> _Explore the material_
1 – Duplicate the passage on caring for aging parents word for word, beginning at the words "The headline was" and stopping after the words "of the role.".
2 – For each statement below, decide whether the passage on caring for aging parents agrees with it. Answer yes or no and quote the words from the passage that decide it.
(a) The former paralegal took less demanding jobs so she could be there for her mother.
(b) The article discusses the benefits of caring for a parent.
(c) The passage says that caring for a parent is easy.

*** Opening of Selected excerpt ***

The headline was striking for a story about women caring for their parents. Even more striking was a quote within the article from a woman who was once a paralegal but dropped that career in order to take care of her mother who has Alzheimer’s disease. She has taken less demanding jobs so that she can be there for her mother. She told the reporter,”I lost ten years of my life. What’s going to happen to me?” A project officer for the Centers for Disease in Atlanta who cared for her mother who has dementia until she was able to get her on Medicaid told the reporter, “Caregivers are physically and mentally and financially dying.”
There can be no doubt that caring for a parent is challenging. However, the article, in its attempt to paint such a hopeless picture for both parent and caregiver neglected to discuss the benefits of the role.

*** Close of Selected excerpt ***
*** Opening of Information provided ***

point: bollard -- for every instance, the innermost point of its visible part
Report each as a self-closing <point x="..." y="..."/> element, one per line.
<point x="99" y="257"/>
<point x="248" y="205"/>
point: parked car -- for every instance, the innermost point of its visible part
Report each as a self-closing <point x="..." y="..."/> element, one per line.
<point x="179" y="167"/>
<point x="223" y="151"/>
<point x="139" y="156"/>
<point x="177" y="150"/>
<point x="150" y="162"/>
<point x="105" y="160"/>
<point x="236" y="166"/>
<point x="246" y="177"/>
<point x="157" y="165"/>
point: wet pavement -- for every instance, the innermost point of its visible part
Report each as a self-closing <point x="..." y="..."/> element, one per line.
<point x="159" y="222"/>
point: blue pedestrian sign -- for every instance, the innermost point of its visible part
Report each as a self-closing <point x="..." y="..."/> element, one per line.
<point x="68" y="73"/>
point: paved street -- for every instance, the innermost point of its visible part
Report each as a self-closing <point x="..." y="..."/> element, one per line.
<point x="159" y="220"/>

*** Close of Information provided ***
*** Opening of Information provided ***

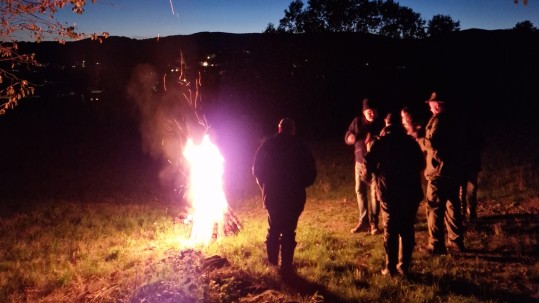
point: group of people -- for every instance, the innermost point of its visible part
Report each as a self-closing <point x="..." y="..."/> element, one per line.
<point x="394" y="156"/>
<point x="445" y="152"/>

*** Close of Information provided ***

> _Answers by item_
1 –
The headline was striking for a story about women caring for their parents. Even more striking was a quote within the article from a woman who was once a paralegal but dropped that career in order to take care of her mother who has Alzheimer’s disease. She has taken less demanding jobs so that she can be there for her mother. She told the reporter,”I lost ten years of my life. What’s going to happen to me?” A project officer for the Centers for Disease in Atlanta who cared for her mother who has dementia until she was able to get her on Medicaid told the reporter, “Caregivers are physically and mentally and financially dying.”
There can be no doubt that caring for a parent is challenging. However, the article, in its attempt to paint such a hopeless picture for both parent and caregiver neglected to discuss the benefits of the role.

2 –
(a) Yes: "She has taken less demanding jobs so that she can be there for her mother."
(b) No: "neglected to discuss the benefits of the role."
(c) No: "There can be no doubt that caring for a parent is challenging."